_Direction:_ Convert every line of the material below into a Markdown table with two columns, Row and Line, skipping blank lines.

------------------------

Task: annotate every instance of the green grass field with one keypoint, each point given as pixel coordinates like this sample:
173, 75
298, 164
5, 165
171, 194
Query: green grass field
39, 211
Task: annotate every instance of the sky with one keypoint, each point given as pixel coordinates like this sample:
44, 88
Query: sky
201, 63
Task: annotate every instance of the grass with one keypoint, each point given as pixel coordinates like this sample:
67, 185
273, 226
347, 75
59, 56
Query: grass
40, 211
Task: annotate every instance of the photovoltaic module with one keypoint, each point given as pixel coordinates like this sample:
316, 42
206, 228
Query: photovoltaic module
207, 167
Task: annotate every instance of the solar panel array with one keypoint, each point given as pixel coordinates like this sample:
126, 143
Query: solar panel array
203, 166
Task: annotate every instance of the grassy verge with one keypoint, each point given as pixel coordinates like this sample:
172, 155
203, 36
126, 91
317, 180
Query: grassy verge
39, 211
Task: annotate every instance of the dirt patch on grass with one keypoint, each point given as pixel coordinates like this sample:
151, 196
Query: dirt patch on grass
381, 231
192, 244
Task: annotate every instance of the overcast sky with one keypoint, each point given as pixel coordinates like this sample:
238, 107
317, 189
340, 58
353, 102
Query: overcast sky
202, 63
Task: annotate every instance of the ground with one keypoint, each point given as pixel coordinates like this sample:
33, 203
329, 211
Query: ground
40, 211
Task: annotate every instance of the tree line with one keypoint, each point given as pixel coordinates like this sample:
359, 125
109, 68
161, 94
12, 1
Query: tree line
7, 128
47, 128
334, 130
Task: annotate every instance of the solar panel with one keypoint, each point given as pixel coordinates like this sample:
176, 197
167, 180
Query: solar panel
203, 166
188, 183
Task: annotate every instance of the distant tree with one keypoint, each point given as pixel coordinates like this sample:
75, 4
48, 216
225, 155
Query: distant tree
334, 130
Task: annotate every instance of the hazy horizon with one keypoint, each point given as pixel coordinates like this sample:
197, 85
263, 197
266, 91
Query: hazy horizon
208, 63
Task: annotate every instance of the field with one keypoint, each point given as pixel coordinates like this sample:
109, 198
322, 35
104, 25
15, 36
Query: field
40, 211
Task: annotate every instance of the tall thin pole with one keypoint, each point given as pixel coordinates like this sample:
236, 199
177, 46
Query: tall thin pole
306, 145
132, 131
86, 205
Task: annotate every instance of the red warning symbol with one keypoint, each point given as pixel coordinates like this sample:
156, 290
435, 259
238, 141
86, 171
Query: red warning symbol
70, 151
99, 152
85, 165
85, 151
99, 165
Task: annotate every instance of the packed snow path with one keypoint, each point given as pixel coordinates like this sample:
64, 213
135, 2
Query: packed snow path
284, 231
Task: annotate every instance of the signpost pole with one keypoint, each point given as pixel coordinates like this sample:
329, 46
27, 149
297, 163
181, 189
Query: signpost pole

------------------------

_Written solution:_
| Row | Line |
|---|---|
| 1 | Task: annotate every instance of the green grass field with one keypoint, each point given as pixel coordinates like this sample: |
| 2 | 173, 75 |
| 3 | 298, 164 |
| 4 | 5, 165 |
| 5 | 171, 194 |
| 6 | Query: green grass field |
| 7 | 39, 211 |
| 8 | Task: annotate every instance of the sky with one keypoint, each point given as pixel coordinates like this sample: |
| 9 | 44, 88 |
| 10 | Query: sky |
| 11 | 201, 63 |
| 12 | Task: annotate every instance of the grass with one keypoint, each point given as pixel coordinates like this sample: |
| 13 | 67, 185 |
| 14 | 273, 226 |
| 15 | 347, 75 |
| 16 | 59, 56 |
| 17 | Query: grass |
| 18 | 40, 211 |
| 19 | Task: annotate every instance of the photovoltaic module with one keypoint, each point given as pixel coordinates like this sample: |
| 20 | 316, 42 |
| 21 | 206, 228 |
| 22 | Query: photovoltaic module |
| 23 | 207, 167 |
| 24 | Task: annotate every instance of the solar panel array with one keypoint, each point given as pixel coordinates like this sample: |
| 25 | 126, 143 |
| 26 | Query: solar panel array |
| 27 | 203, 166 |
| 28 | Task: annotate every instance of the grassy verge with one keypoint, each point given as pixel coordinates like this sample: |
| 29 | 172, 155 |
| 30 | 203, 36 |
| 31 | 126, 91 |
| 32 | 317, 180 |
| 33 | Query: grassy verge |
| 34 | 39, 211 |
| 35 | Task: annotate every instance of the dirt patch on grass with one keypoint, each point given as pixel coordinates like this sample: |
| 36 | 151, 196 |
| 37 | Query: dirt patch on grass |
| 38 | 381, 231 |
| 39 | 192, 244 |
| 40 | Task: annotate every instance of the overcast sky with one keypoint, each point given as pixel coordinates like this sample: |
| 41 | 238, 107 |
| 42 | 317, 189 |
| 43 | 340, 58 |
| 44 | 353, 102 |
| 45 | Query: overcast sky |
| 46 | 202, 63 |
| 47 | Task: annotate every instance of the ground with one keypoint, each point given as pixel coordinates like this sample: |
| 48 | 33, 203 |
| 49 | 329, 211 |
| 50 | Query: ground |
| 51 | 40, 211 |
| 52 | Task: annotate every instance of the tree line with one keypoint, each point given as pixel coordinates like this sample: |
| 53 | 359, 125 |
| 54 | 109, 68 |
| 55 | 161, 94 |
| 56 | 12, 1 |
| 57 | Query: tree line |
| 58 | 7, 128 |
| 59 | 47, 128 |
| 60 | 334, 130 |
| 61 | Task: annotate every instance of the solar panel with one keypoint, each point given as pixel coordinates like this sample: |
| 62 | 176, 197 |
| 63 | 167, 180 |
| 64 | Query: solar panel |
| 65 | 203, 166 |
| 66 | 188, 183 |
| 67 | Task: annotate every instance of the distant tree with one keypoint, each point given as pixel coordinates like this sample: |
| 68 | 75, 4 |
| 69 | 48, 216 |
| 70 | 225, 155 |
| 71 | Query: distant tree |
| 72 | 334, 130 |
| 73 | Task: annotate every instance of the hazy horizon with one keypoint, each point given as pixel coordinates like this sample: |
| 74 | 197, 85 |
| 75 | 263, 197 |
| 76 | 266, 91 |
| 77 | Query: hazy horizon |
| 78 | 208, 63 |
| 79 | Task: annotate every instance of the field with one keypoint, each point given as pixel coordinates like this sample: |
| 80 | 109, 198 |
| 81 | 322, 35 |
| 82 | 104, 25 |
| 83 | 15, 36 |
| 84 | Query: field |
| 85 | 40, 211 |
| 86 | Task: annotate every instance of the tall thin pole with one keypoint, each point given as pixel coordinates like this sample: |
| 87 | 236, 199 |
| 88 | 177, 46 |
| 89 | Query: tall thin pole |
| 90 | 306, 145 |
| 91 | 132, 131 |
| 92 | 86, 205 |
| 93 | Task: annotate every instance of the red warning symbol with one keypoint, each point given as pixel coordinates like this sample: |
| 94 | 156, 290 |
| 95 | 435, 259 |
| 96 | 238, 141 |
| 97 | 86, 171 |
| 98 | Query: red warning symbol |
| 99 | 70, 151 |
| 100 | 99, 152 |
| 101 | 85, 165 |
| 102 | 85, 151 |
| 103 | 99, 165 |
| 104 | Task: annotate every instance of the packed snow path with one keypoint, each point given as pixel coordinates like this sample: |
| 105 | 64, 213 |
| 106 | 135, 2 |
| 107 | Query: packed snow path |
| 108 | 284, 231 |
| 109 | Task: annotate every instance of the signpost pole with one keypoint, each point given as pixel coordinates like this sample: |
| 110 | 329, 46 |
| 111 | 27, 149 |
| 112 | 297, 163 |
| 113 | 181, 189 |
| 114 | Query: signpost pole |